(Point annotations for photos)
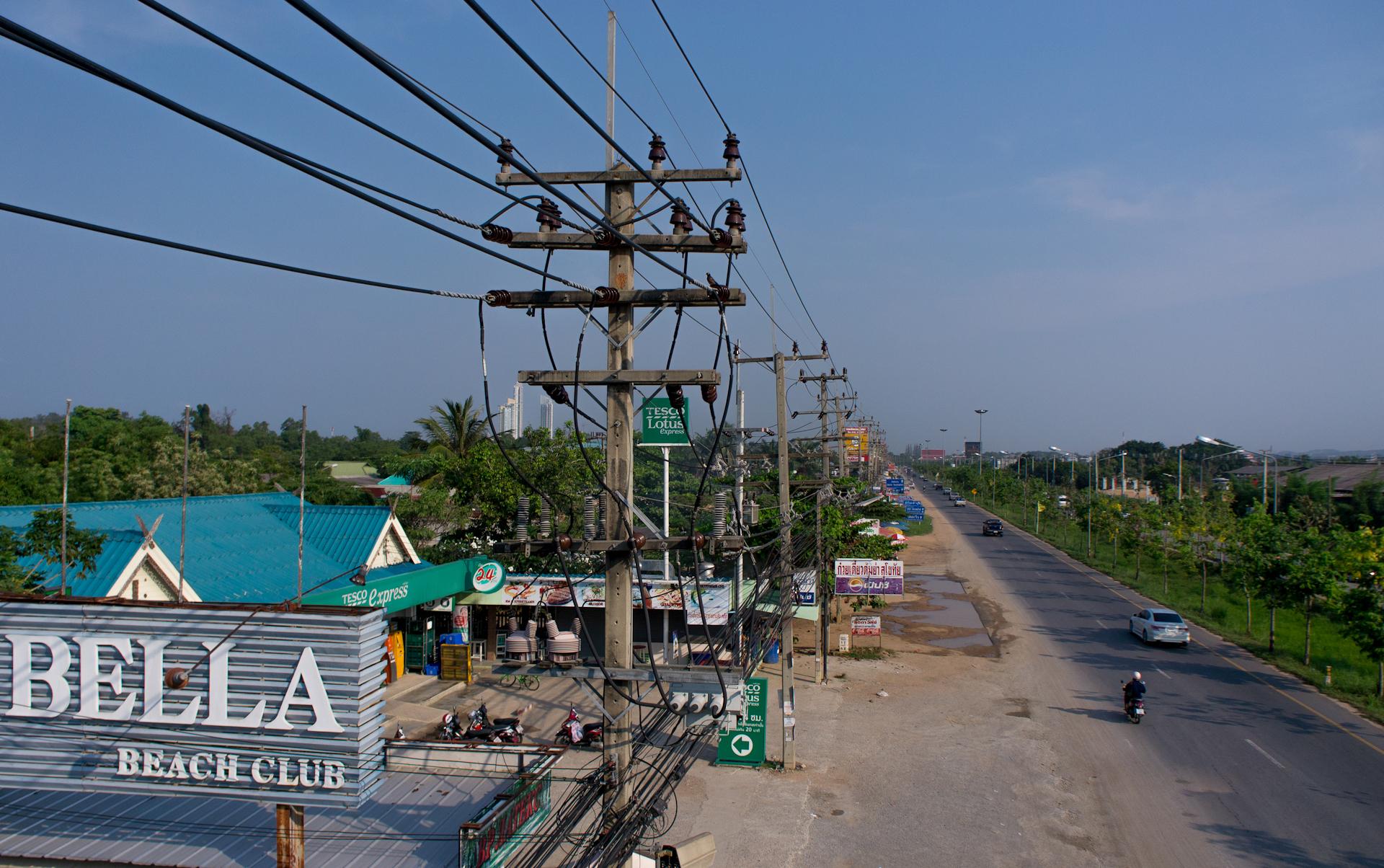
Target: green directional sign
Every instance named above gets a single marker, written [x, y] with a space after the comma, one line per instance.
[663, 424]
[745, 744]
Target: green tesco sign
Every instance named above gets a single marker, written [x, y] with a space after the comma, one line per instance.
[402, 591]
[745, 744]
[663, 424]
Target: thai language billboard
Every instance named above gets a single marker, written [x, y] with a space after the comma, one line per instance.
[865, 576]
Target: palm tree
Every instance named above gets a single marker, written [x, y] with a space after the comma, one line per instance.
[453, 428]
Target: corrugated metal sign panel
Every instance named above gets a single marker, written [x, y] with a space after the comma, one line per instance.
[280, 707]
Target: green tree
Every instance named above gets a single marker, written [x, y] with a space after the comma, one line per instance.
[1361, 607]
[42, 539]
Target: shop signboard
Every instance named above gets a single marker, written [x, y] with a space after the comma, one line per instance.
[283, 707]
[857, 445]
[863, 576]
[665, 424]
[745, 744]
[865, 624]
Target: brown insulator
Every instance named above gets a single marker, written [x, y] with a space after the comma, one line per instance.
[734, 216]
[556, 394]
[681, 221]
[550, 216]
[499, 234]
[657, 151]
[732, 150]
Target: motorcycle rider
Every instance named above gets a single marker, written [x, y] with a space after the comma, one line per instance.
[1135, 688]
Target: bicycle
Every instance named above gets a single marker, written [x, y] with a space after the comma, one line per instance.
[520, 680]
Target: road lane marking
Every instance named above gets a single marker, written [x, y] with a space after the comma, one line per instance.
[1265, 755]
[1090, 573]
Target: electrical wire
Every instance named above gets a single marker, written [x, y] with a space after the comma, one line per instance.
[54, 50]
[391, 71]
[190, 248]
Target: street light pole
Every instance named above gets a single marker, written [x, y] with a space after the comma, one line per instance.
[980, 438]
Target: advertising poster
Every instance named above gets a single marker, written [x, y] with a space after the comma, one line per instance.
[860, 576]
[865, 624]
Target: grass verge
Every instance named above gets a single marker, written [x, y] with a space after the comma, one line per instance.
[1221, 609]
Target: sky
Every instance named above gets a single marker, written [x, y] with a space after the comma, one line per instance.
[1096, 222]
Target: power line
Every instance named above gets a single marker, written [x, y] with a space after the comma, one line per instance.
[748, 179]
[57, 52]
[190, 248]
[421, 94]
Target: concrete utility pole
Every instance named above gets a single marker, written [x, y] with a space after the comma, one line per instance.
[821, 561]
[785, 546]
[622, 540]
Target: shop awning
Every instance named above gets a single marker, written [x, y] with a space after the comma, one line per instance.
[395, 591]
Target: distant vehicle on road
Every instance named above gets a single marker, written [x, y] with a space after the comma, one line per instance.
[1160, 626]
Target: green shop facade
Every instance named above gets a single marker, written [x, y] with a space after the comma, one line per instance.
[422, 604]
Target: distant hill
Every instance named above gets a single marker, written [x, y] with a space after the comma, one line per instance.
[1323, 454]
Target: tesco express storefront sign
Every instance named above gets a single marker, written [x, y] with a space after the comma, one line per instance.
[376, 598]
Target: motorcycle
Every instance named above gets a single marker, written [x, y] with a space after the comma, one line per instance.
[505, 730]
[1134, 709]
[576, 732]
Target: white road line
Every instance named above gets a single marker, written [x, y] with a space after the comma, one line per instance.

- [Required task]:
Convert all of the entries above into a numbered list, one line per item, with blank lines and the pictures left out.

- [Expected answer]:
1. Target: green directional sign
2. Every instance named above gets a single marker, written [x, y] with a space after the comma, one line per instance.
3. [663, 424]
4. [745, 744]
5. Target: green tesco sign
6. Every instance named above gets a single marker, written [x, y] with a space after the comma, one line per instance.
7. [402, 591]
8. [745, 744]
9. [663, 424]
10. Target: thai language billboard
11. Every instance named above gets a single marker, written [x, y] with a space after the comma, one line per instance.
12. [865, 576]
13. Target: palm tree
14. Every instance named above gets a single marker, written [x, y] with a space after the comma, one line per instance.
15. [453, 428]
16. Target: corrugated metal sign panel
17. Every instance named above gets a single marker, written [x, y] with a space after the comma, one line per instance.
18. [280, 707]
19. Target: green tree
20. Every instance named above gets a single marker, written [x, y] with a space after the comma, one line per instance.
21. [1361, 607]
22. [42, 539]
23. Target: shop signboard
24. Every instance named above gets a single marker, written [x, y] with a space after the comma, one line per instance.
25. [283, 707]
26. [857, 445]
27. [863, 576]
28. [665, 424]
29. [745, 744]
30. [865, 624]
31. Target: brown insulator
32. Every instance named above gets a single marker, written [x, y] with a space after the comma, one line per instance.
33. [734, 216]
34. [556, 394]
35. [681, 221]
36. [550, 216]
37. [499, 234]
38. [657, 151]
39. [732, 150]
40. Target: motorcycle rider
41. Every instance named above gets a single marker, written [x, y] with a space after the comma, one line per instance.
42. [1135, 688]
43. Target: bicycle
44. Every instance named above gets a single marker, written [x, y] with a space after the comma, one line per instance.
45. [520, 680]
46. Target: road lane marking
47. Every instance named above gets a single marker, written [x, y] with a space after the comma, one line per instance.
48. [1265, 755]
49. [1090, 573]
50. Target: electrical wire
51. Every instance named above gets a single marker, written [x, y] with a space after the comma, one line per instance.
52. [54, 50]
53. [391, 71]
54. [190, 248]
55. Target: street light pole
56. Every instance named above gets a single marker, written [x, y] with a space after the comma, one line per instance.
57. [980, 438]
58. Target: advertising poster
59. Every instance named above gets a single marker, written [x, y] with a space after the comma, one line per instance.
60. [860, 576]
61. [865, 624]
62. Target: grass verge
63. Every instance named above gets a single marker, written [x, y] with a space after the comma, one line per instance.
64. [1221, 609]
65. Target: sky
66. Every instance named above gets a single marker, written [x, y] with a space after the comma, one line per instance.
67. [1096, 222]
68. Target: power line
69. Every instance named above gets a single marker, written [x, y] with a space after the comma, one line per instance.
70. [748, 179]
71. [57, 52]
72. [190, 248]
73. [421, 94]
74. Target: concrete utility pole
75. Every instance named above gets a single marker, written [x, y] with a space after the comma, one line per instance.
76. [821, 561]
77. [785, 546]
78. [622, 540]
79. Target: shop awning
80. Every instance named above gets a single marker, written [x, y] with a space after the comma, one line per instance.
81. [395, 591]
82. Target: distant vehicle on road
83. Every instance named above gets a single marker, written [x, y] with a space after the comma, one line per instance.
84. [1160, 626]
85. Target: green shop facade
86. Every instance named above gets a single marker, written [x, y] with a space after the comma, one line per instance.
87. [422, 604]
88. Target: distant hill
89. Every instance named above gets a single marker, written [x, y] with a space after the comma, one line per instance.
90. [1323, 454]
91. Target: tesco express storefront sign
92. Every instance named above gets a single marker, written [x, y] with a space after the comma, one line per instance.
93. [376, 598]
94. Target: motorcycle
95. Every instance named above gets a single marker, written [x, y] with a space after the comma, one line per instance.
96. [505, 730]
97. [1134, 709]
98. [576, 732]
99. Target: white road line
100. Every instance named above gets a single marker, written [x, y] with a space after the comma, one line per instance.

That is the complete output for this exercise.